Kabar Update:

Menceritakan Berita.....

WEB INI MASIH DALAM TAHAP
PEMBANGUNAN DAN
PERBAIKAN

Penyair Sebagai Juru Bicara Kematian


SAJAK-SAJAK MAUT : Penyair Sebagai Juru Bicara Kematian 


Ahyar Anwar

“Pada dia yang mati, yang dengan kematiannya,
telah menghubungkan bagian-bagian waktu yang hilang”
(Afrizal Malna)


Sebelum menghadap sang Khalik, penyair Husni Djamaluddin –melalui pencatatan seorang sahabatnya- menuliskan sebuah puisi Ajal, Sebelum Datang . Dalam puisi terakhir Husni itu, termaktub  empat hal, yaitu (1) penyair berkomunikasi dengan kenyataan dirinya yang telah lama sakit, (2) Ia mahfum bahwa sebentar lagi akan tiba tamu yang akan datang tepat waktu, (3) Ia tahu bahwa hanya ada satu pilihan yaitu menunggu, (4) Ia ikhlas untuk kembali, sebelum menyatakan “ selamat pagi matahari, selamat malam rembulan, aku cinta kehidupan” .  Frasa ‘aku cinta kehidupan’ adalah wilayah kontradiksi dari keikhlasan penyair akan kematiannya. Maka tentu saja yang dimaksud Husni dengan “kehidupan” adalah komunikasi transendensial yang membuatnya sungguh-sungguh sadar bahwa kehidupan yang sesungguhnya adalah setelah kematian itu. Secara keseluruhan, puisi terakhir Husni adalah gambaran puncak kesadarannya akan kemanusiaannya.
########
**Uraian Tugas:**
Kutiplah dari esai tentang penyair dan kematian bagian mulai dari "SAJAK-SAJAK MAUT : Penyair" sampai dengan "(Afrizal Malna)" tanpa mengubah satu kata pun.
########
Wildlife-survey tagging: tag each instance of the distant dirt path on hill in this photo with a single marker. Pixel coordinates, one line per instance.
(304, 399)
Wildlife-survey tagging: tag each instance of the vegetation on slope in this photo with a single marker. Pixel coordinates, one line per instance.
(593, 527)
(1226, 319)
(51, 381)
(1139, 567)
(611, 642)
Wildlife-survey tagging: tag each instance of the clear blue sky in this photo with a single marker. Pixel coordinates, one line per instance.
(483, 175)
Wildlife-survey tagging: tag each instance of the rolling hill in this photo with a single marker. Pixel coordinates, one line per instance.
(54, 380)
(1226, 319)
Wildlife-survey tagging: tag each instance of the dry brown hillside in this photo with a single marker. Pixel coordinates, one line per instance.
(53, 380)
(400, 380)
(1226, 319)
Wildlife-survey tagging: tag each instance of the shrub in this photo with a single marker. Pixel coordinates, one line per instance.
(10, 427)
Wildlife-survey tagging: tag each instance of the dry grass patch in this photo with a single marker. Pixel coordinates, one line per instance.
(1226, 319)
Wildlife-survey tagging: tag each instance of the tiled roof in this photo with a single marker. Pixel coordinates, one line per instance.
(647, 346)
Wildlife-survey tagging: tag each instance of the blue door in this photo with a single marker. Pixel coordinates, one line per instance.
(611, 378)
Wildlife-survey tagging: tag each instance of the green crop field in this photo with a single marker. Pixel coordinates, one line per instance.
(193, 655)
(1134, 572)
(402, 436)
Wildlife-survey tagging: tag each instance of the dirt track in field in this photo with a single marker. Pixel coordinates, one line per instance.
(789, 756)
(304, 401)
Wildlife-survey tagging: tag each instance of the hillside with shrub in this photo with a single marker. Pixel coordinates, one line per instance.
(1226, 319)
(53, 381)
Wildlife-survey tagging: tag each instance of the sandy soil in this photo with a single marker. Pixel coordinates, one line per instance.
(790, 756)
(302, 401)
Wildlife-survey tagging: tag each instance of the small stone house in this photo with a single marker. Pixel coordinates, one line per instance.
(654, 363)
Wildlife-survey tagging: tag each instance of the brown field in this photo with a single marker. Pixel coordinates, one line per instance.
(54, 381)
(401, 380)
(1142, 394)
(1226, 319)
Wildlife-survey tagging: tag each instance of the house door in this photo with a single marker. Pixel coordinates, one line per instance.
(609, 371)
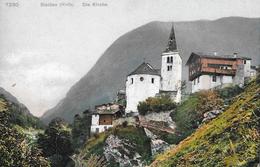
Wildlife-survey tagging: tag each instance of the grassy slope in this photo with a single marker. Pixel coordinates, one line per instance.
(231, 139)
(132, 134)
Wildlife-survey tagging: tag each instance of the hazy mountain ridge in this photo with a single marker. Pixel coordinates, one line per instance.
(100, 84)
(11, 99)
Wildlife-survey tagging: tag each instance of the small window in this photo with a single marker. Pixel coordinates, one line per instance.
(169, 68)
(168, 59)
(214, 78)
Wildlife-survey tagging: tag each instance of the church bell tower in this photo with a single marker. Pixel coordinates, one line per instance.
(171, 68)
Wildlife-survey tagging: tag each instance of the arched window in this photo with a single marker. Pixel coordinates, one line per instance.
(168, 59)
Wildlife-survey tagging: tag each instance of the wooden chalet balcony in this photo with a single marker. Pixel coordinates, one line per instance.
(218, 71)
(212, 71)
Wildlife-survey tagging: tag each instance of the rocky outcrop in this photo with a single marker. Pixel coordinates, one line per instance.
(210, 115)
(157, 145)
(122, 152)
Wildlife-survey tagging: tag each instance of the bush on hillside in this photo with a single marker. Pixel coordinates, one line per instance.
(56, 142)
(156, 104)
(14, 148)
(189, 115)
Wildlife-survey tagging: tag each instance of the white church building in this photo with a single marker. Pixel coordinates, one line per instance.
(146, 81)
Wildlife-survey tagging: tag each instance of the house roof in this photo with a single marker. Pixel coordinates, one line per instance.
(212, 56)
(145, 68)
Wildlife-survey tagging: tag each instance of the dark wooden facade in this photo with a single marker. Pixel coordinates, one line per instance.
(106, 119)
(214, 65)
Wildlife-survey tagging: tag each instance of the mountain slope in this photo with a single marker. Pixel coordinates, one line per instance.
(20, 114)
(232, 139)
(101, 83)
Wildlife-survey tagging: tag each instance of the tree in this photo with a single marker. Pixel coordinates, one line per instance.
(156, 104)
(56, 142)
(14, 149)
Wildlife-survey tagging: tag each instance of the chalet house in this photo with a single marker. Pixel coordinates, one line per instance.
(146, 81)
(102, 118)
(209, 71)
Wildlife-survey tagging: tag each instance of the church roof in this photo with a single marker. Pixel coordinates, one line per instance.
(172, 45)
(145, 68)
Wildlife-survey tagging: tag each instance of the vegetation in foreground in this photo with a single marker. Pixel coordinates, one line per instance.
(15, 149)
(232, 139)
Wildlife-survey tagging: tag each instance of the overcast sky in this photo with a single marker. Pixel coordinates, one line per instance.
(45, 50)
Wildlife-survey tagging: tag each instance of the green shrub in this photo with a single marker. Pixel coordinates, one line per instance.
(156, 104)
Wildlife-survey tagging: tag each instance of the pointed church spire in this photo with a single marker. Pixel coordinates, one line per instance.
(172, 46)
########
**Hasil:**
SAJAK-SAJAK MAUT : Penyair Sebagai Juru Bicara Kematian 


Ahyar Anwar

“Pada dia yang mati, yang dengan kematiannya,
telah menghubungkan bagian-bagian waktu yang hilang”
(Afrizal Malna)